DATA FOR REVIEW ▸
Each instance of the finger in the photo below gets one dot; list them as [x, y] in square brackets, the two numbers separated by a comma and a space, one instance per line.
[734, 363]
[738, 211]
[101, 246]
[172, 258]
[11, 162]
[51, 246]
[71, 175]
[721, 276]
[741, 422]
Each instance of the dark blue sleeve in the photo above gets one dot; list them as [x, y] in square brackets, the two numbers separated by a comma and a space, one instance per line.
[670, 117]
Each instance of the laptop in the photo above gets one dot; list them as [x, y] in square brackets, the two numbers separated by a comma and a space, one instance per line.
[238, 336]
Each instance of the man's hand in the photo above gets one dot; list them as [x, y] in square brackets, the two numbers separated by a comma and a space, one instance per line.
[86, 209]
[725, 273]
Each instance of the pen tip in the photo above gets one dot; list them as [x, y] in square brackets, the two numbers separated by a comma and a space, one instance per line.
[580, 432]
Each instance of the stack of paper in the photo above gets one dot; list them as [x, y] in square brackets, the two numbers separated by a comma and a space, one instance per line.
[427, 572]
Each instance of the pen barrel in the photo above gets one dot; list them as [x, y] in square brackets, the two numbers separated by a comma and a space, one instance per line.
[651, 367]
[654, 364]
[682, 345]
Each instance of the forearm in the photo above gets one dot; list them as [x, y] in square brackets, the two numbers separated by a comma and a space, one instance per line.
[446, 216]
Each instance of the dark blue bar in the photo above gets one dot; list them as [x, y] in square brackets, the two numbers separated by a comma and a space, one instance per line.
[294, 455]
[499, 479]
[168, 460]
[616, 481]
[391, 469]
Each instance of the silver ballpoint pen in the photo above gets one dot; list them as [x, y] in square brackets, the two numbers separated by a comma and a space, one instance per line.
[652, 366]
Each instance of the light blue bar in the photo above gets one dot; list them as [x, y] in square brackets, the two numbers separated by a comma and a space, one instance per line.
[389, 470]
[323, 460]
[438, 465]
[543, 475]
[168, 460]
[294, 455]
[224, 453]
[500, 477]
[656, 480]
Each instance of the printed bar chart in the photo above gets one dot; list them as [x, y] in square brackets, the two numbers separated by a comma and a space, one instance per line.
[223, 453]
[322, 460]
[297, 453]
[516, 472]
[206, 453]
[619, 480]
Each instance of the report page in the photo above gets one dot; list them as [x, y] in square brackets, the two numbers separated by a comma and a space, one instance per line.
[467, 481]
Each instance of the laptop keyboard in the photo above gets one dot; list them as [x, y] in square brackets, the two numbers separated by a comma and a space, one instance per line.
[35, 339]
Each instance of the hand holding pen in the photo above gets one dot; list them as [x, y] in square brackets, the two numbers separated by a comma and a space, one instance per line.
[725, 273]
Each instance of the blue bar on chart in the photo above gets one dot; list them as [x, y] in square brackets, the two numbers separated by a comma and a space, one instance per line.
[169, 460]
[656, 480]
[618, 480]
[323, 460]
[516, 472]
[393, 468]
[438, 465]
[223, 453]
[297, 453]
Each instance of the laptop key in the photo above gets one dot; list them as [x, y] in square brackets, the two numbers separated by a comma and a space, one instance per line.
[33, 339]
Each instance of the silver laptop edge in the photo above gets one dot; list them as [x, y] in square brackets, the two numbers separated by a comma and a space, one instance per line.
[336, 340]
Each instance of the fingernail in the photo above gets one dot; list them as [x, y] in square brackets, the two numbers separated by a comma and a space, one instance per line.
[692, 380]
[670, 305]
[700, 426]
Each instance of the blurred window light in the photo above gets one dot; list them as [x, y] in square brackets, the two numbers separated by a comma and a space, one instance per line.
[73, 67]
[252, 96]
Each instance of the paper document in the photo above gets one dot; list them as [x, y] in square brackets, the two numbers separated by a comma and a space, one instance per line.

TASK TO COMPLETE ▸ Restate each entry exactly, skipping none.

EXERCISE OUTPUT ▸
Each instance of the finger in the photo below gets one dot; list them as [x, y] in square brackets, the two numbers separated by a comma and a space, one instance per line.
[734, 363]
[738, 211]
[101, 246]
[172, 258]
[11, 162]
[51, 246]
[71, 175]
[721, 276]
[741, 422]
Each instance of the dark blue sleeve in the photo above gets one dot; list them as [x, y] in square brackets, the two numbers separated by a comma and a space, one instance per line.
[670, 117]
Each instance of the laptop in the photo above gets one dot; list them as [x, y] in square brackets, the two numbers separated by a comma and a space, one instance per line.
[238, 336]
Each instance of the man's hand in the photo above gets one dot; list them as [x, y] in square brackets, the two numbers separated by a comma and a space, one instance per line.
[86, 209]
[725, 273]
Each instance of the pen tip in the photo above gets one dot; list them as [x, y] in square brackets, the two numbers separated by a comma and a space, one instance per line.
[580, 432]
Each instance of the stack of paper in the photo above gets one dot; list them as [x, y] in square brackets, the two numbers separated by a comma and a space, one instance per line.
[427, 572]
Each instance of the pen barrel in the photo above gets one dot; list them as [x, y] in square brackets, the two numbers separated by a comma and a space, one instance per line.
[651, 367]
[654, 364]
[682, 345]
Each instance of the forearm in the photo above gets one dot; list them as [x, y] in square brackets, the two numbers separated by a comma and a space, one instance per line.
[446, 216]
Each instance of the dark blue bar in the photo above gets one dot; list them as [x, y] in square brackets, the two numbers separated by a comma and a space, one instance per line.
[294, 455]
[499, 479]
[168, 460]
[616, 481]
[391, 469]
Each instance of the silver ballpoint pen in the photo above gets one dot; list them as [x, y] in square brackets, the two numbers separated by a comma and a space, one instance per line.
[652, 366]
Each instance of the light blue bar in the photo above gets one dot; list them as [x, y] in square brackets, the two numbers separated by a comma and a space, one instance per line.
[389, 470]
[323, 460]
[438, 465]
[543, 475]
[168, 460]
[294, 455]
[224, 453]
[500, 477]
[656, 480]
Each instance of the printed bar chart in the photo above gets one dot; list them as [x, y] in square brackets, the two numbers separated by a comma and a space, one instance per line.
[223, 453]
[322, 460]
[297, 453]
[516, 472]
[206, 453]
[619, 480]
Each instance of the report page in the photo above gets one dot; list them as [x, y] in square brackets, the two numbers separated by a comma and a space, one instance per line.
[467, 481]
Each instance of the laptop keyboard in the photo above gets one dot; list them as [x, y] in square brackets, the two numbers separated by a comma and a space, one instance per line.
[35, 339]
Each instance of the hand holding pen in the photo above gets one dot; list them as [x, y] in square brackets, the two numbers separated by a comma and a space, one instance per line.
[725, 273]
Each instance of the blue bar on chart in the photo above gets one dot; list them as [x, y] in square brackets, the two numbers separated by a comma and a space, one instance per line.
[169, 460]
[656, 480]
[618, 480]
[323, 460]
[516, 472]
[393, 468]
[438, 465]
[223, 453]
[297, 453]
Each instance of the laptop key in the photo above gets one dot; list them as [x, y] in square brackets, the two numbers separated by a comma and a space, one instance per line.
[33, 339]
Each instance of the silver laptop edge in the photo above gets one dot; list them as [x, y] in square brackets, the two numbers separated by a comma and a space, one instance per line.
[336, 340]
Each instance of the fingernail in the photo above gets one dot; list them as [x, y] in square brackets, the two numbers separated by a comma and a space, one instance per line.
[692, 380]
[670, 305]
[700, 426]
Each instance of the blurred window light in the photo above gets one dot; list them as [x, y] in square brackets, the two numbers separated by a comma and a space, one instance per line.
[73, 67]
[252, 96]
Each instance of the paper document in the photo above gets one dot; list them as [x, y] in square brackets, the two numbers separated by a comma and a space, one instance per line.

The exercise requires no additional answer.